__Exercise prompt__:
Arrange the lines as a JSON list of strings, one string per line with blank lines left out, starting with the first line and going on through the line that contains "[[300,119],[218,131],[1,113],[1,166],[300,166],[299,143]]".

__Dataset extract__:
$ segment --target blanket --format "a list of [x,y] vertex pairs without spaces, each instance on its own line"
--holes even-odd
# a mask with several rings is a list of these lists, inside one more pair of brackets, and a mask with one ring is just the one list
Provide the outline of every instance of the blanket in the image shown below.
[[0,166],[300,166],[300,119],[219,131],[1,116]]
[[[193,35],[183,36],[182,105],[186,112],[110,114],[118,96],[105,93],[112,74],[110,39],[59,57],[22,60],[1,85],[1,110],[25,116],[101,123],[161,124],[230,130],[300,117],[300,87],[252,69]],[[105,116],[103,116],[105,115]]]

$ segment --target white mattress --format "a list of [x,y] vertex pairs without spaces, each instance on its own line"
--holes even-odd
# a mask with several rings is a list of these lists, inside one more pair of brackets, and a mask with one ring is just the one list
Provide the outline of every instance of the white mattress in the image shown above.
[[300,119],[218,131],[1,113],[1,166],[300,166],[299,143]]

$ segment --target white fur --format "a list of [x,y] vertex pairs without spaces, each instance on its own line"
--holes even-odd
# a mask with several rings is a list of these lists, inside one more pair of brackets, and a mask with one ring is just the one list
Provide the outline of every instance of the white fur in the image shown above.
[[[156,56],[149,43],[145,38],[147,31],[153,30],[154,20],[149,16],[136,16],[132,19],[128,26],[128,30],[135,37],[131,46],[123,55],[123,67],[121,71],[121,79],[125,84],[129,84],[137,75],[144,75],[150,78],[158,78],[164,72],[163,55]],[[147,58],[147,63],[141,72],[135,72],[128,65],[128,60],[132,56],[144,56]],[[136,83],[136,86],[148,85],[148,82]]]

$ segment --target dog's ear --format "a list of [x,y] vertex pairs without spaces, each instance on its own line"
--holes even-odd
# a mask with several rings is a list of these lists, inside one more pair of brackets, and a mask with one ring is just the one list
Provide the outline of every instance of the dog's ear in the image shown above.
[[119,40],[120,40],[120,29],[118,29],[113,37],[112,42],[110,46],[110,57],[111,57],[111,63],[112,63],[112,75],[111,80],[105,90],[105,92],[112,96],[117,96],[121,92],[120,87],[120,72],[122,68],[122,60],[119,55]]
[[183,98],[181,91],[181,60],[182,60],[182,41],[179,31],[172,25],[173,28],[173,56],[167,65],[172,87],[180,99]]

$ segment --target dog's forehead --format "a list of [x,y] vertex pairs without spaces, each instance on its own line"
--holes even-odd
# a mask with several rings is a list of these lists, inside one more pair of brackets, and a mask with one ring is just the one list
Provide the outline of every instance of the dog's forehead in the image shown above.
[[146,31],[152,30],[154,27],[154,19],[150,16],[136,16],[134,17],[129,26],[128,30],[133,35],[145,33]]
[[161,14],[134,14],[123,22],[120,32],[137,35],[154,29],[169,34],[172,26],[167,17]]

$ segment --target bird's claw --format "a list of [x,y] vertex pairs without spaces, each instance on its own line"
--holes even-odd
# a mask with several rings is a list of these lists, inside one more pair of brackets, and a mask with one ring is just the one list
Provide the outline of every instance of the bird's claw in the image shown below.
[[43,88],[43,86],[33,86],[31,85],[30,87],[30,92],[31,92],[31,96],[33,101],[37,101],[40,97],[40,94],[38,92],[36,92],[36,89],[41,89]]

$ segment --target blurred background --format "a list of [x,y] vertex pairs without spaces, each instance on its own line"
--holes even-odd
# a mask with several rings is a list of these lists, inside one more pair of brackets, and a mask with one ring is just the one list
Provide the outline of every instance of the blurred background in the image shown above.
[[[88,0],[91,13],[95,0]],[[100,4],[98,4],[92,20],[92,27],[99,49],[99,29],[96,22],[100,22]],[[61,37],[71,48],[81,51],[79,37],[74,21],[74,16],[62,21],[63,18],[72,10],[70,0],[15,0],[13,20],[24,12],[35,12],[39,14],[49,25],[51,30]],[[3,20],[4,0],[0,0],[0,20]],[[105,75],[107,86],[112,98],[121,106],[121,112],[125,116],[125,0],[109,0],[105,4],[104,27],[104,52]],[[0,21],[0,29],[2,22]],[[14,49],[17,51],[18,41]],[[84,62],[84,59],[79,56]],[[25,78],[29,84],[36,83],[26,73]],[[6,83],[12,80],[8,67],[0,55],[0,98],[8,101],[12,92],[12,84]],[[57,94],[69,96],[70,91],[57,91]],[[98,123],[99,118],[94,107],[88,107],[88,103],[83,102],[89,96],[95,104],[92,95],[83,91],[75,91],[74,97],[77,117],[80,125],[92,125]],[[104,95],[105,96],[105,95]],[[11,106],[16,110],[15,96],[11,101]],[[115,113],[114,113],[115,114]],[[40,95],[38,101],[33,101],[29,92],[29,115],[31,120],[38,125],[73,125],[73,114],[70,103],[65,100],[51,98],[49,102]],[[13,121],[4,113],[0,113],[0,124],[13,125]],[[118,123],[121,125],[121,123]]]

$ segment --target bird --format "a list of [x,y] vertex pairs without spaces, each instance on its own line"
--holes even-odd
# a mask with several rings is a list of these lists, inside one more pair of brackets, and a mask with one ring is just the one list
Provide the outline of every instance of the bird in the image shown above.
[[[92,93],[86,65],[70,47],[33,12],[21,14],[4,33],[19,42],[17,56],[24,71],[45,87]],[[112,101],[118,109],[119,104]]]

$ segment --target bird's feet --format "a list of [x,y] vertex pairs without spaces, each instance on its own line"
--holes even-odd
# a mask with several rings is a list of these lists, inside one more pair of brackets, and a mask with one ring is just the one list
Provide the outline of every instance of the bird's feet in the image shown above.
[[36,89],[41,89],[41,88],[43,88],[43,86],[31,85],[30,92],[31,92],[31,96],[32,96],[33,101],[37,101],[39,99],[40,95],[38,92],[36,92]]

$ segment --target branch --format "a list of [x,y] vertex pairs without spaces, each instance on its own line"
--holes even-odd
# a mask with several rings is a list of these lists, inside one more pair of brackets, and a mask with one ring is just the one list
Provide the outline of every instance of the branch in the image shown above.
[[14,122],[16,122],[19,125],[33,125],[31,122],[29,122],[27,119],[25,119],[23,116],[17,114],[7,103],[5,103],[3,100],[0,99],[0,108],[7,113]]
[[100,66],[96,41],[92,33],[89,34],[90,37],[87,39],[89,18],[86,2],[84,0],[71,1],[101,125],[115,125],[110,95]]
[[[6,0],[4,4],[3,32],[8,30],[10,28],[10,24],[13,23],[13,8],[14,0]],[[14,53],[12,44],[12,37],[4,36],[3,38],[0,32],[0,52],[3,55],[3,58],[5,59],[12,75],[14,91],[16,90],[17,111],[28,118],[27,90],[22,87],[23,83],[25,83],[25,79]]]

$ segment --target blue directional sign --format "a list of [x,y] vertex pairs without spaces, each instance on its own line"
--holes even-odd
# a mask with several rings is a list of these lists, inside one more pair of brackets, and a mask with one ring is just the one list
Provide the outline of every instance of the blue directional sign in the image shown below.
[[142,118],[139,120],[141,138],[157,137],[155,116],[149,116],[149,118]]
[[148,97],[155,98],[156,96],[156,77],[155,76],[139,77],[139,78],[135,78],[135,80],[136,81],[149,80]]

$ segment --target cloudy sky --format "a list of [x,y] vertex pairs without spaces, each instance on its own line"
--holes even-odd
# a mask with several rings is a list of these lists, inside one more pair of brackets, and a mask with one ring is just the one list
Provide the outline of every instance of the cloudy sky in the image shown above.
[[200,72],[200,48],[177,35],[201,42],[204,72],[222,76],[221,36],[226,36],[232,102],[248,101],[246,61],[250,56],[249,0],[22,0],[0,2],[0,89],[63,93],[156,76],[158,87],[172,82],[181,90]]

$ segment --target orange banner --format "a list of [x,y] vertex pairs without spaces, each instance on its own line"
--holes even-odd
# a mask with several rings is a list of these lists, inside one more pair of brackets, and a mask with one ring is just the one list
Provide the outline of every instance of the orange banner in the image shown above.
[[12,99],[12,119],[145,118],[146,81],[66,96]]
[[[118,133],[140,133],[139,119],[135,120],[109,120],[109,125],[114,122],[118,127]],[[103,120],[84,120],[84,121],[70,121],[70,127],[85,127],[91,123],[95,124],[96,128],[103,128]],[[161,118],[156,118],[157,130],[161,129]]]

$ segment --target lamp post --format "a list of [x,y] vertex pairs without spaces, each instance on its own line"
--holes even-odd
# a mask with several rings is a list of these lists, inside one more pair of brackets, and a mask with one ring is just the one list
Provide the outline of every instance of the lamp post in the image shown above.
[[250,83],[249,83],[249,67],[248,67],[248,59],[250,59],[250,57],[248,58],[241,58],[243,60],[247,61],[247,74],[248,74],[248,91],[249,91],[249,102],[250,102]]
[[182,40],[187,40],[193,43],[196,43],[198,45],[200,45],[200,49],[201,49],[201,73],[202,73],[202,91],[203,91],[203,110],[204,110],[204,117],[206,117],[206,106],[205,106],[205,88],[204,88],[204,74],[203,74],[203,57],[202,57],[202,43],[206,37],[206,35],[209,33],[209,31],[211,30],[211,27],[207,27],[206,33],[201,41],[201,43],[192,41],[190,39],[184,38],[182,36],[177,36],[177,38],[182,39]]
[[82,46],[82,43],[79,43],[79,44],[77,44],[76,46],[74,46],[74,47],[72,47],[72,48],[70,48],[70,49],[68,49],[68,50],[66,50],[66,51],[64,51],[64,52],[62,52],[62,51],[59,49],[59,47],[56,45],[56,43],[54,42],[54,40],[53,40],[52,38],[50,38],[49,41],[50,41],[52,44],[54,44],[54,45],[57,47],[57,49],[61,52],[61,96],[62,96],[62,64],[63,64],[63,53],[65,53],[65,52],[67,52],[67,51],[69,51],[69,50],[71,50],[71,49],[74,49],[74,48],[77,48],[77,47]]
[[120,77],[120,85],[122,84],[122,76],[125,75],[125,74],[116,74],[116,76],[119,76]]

__Problem solution__:
[
  "$ segment --target blanket --format \"a list of [x,y] vertex pairs without spaces, each instance on its own line\"",
  "--holes even-odd",
  "# a mask with several rings is a list of these lists, inside one more pair of brackets, and a mask with one ring is just the one list",
  "Provide the outline of every instance of the blanket in the image shown below.",
  "[[0,166],[300,166],[300,119],[219,131],[1,116]]",
  "[[[193,35],[183,36],[182,105],[186,112],[110,114],[118,96],[105,93],[112,74],[110,39],[59,57],[22,60],[1,85],[1,110],[25,116],[101,123],[161,124],[230,130],[300,117],[300,87],[252,69]],[[105,116],[103,116],[105,115]]]",
  "$ segment --target white mattress --format \"a list of [x,y] vertex pairs without spaces, each instance on its own line\"",
  "--holes even-odd",
  "# a mask with several rings is a list of these lists, inside one more pair of brackets, and a mask with one ring is just the one list",
  "Provide the outline of every instance of the white mattress in the image shown above.",
  "[[300,119],[218,131],[1,113],[1,166],[300,166],[299,143]]"
]